Problem details - Report how many of the lines below contain the string "Target". Give only the number.

Provided data -
——

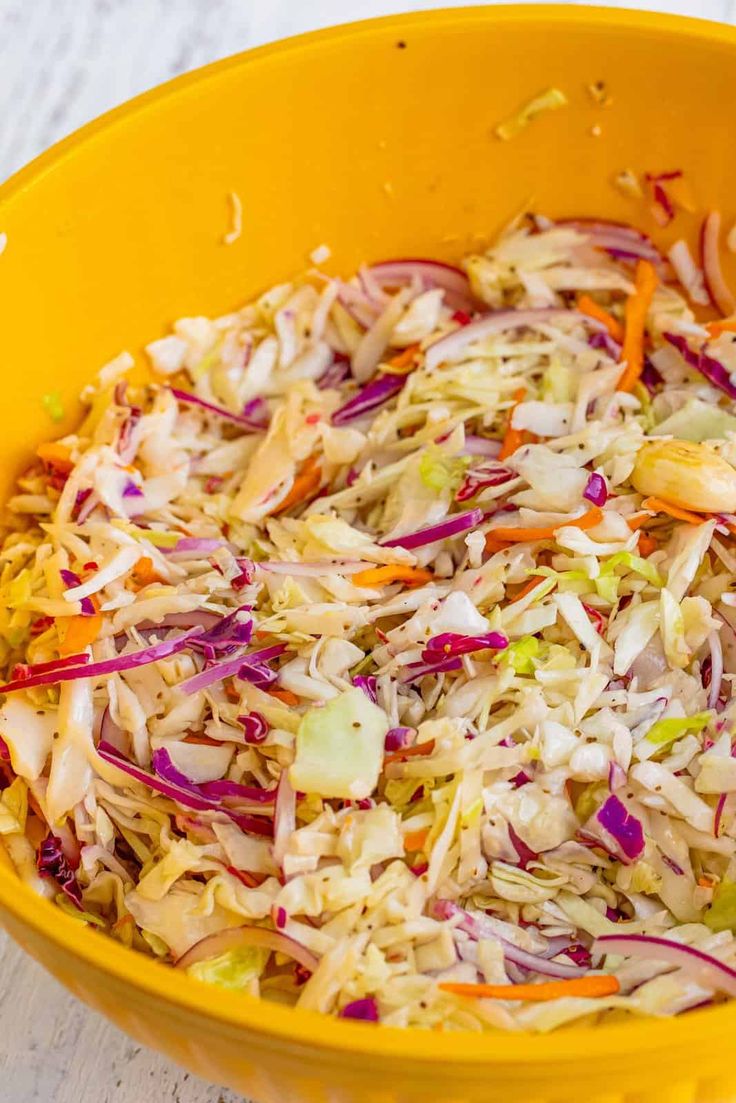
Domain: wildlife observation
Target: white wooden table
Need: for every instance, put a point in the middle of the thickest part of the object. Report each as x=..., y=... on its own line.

——

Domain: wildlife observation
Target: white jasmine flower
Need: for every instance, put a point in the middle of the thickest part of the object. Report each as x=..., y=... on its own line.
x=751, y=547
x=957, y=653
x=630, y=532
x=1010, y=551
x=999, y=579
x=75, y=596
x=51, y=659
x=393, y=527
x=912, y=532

——

Full answer - 2